Request> Copy out the records below word for word, starting at the line with "of the concrete" and going through the end of the records.
-------- Provided data --------
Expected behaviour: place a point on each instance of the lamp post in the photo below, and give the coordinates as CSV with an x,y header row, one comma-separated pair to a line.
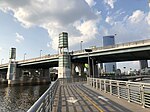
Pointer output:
x,y
25,56
89,70
1,61
81,45
40,53
124,70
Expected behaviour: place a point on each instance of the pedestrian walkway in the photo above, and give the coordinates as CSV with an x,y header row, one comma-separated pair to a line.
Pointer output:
x,y
77,97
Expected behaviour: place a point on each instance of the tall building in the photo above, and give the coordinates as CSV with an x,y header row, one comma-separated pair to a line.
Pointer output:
x,y
143,64
107,41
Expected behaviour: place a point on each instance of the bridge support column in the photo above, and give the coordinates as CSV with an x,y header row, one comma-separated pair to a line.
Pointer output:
x,y
94,68
80,68
64,70
11,72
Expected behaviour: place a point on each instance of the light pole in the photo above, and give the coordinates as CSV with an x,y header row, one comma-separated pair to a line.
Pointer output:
x,y
1,61
40,53
89,70
25,56
81,45
124,70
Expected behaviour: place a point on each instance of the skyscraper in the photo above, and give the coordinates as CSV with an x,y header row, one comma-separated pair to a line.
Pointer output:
x,y
109,40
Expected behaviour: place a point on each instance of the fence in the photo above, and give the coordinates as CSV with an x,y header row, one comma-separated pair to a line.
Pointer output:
x,y
132,91
45,102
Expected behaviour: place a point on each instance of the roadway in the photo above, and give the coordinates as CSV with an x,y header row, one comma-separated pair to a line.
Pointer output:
x,y
79,97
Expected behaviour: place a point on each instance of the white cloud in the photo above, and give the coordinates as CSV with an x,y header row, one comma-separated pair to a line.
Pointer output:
x,y
132,28
148,18
137,16
19,38
110,3
109,20
91,2
55,16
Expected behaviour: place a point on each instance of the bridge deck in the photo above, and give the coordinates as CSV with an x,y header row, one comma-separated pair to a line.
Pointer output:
x,y
77,97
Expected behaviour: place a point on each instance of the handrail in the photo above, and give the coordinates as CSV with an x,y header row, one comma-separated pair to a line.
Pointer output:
x,y
136,92
45,102
123,45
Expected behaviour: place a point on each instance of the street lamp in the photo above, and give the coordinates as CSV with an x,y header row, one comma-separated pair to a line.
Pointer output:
x,y
25,56
81,45
89,70
1,61
40,52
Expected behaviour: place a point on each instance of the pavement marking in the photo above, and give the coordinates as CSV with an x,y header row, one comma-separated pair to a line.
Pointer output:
x,y
103,98
92,102
72,100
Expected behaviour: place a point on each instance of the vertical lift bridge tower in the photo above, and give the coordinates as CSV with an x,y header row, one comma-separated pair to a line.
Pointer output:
x,y
64,70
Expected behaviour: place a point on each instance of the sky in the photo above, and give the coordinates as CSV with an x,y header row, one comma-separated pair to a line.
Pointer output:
x,y
34,25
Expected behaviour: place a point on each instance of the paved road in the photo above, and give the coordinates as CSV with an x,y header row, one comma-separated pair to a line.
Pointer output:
x,y
79,98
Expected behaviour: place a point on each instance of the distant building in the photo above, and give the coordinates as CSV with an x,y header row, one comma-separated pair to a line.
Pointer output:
x,y
143,64
107,41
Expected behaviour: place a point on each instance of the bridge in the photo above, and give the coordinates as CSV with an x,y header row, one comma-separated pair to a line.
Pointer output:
x,y
68,93
139,50
94,95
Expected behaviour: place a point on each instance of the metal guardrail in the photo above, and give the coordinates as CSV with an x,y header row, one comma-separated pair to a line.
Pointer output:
x,y
117,46
45,102
39,58
132,91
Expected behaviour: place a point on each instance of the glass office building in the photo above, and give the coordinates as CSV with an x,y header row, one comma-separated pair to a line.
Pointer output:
x,y
107,41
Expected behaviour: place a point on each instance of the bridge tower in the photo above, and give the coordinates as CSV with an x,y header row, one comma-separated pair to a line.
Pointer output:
x,y
11,73
64,70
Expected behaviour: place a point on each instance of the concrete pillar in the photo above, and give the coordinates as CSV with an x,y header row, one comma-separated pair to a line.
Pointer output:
x,y
143,64
11,72
64,70
81,69
73,71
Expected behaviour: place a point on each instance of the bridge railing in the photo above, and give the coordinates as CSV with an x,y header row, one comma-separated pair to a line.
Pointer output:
x,y
123,45
132,91
39,58
45,102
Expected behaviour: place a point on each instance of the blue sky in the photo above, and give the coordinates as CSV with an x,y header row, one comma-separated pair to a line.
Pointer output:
x,y
31,26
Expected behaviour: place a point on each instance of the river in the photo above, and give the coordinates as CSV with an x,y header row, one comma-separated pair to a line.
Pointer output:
x,y
19,98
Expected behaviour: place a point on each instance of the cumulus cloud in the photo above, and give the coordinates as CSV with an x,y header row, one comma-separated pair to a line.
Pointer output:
x,y
137,16
110,3
132,28
109,20
55,16
0,48
91,2
19,37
--------
Output of the exercise>
Expected behaviour: place a point on each instance of the concrete pillar in the photo above, and give the coordinates as CSV with an x,y header row, one comma-separated pair to a line.
Pointer output:
x,y
143,64
11,72
64,70
81,69
73,71
Expected behaviour: place a point on each instance of the bridge railing in the photo above, and give the coordinates as CSV with an x,y header row, one comma-separated pair to a line.
Pointer output:
x,y
123,45
132,91
39,58
45,102
Expected behaviour: place a point on each instance of the blue sky in the photo above, and give the coordinates as CSV with an x,y header row, one comma-separated pair to a line.
Pointer output:
x,y
31,26
Expected behaviour: place a point on each instance of the river in the photo above, and give the coordinates as CSV with an x,y header row, one comma-separated pair to a line.
Pointer output:
x,y
19,98
Expected behaviour: place a point on each instance of the cumulus cloud in the photo above, and give the coordinates as CSV with an x,y header row, one comma-separated pair to a line.
Pointer output:
x,y
137,16
110,3
132,28
109,20
55,16
0,48
91,2
19,37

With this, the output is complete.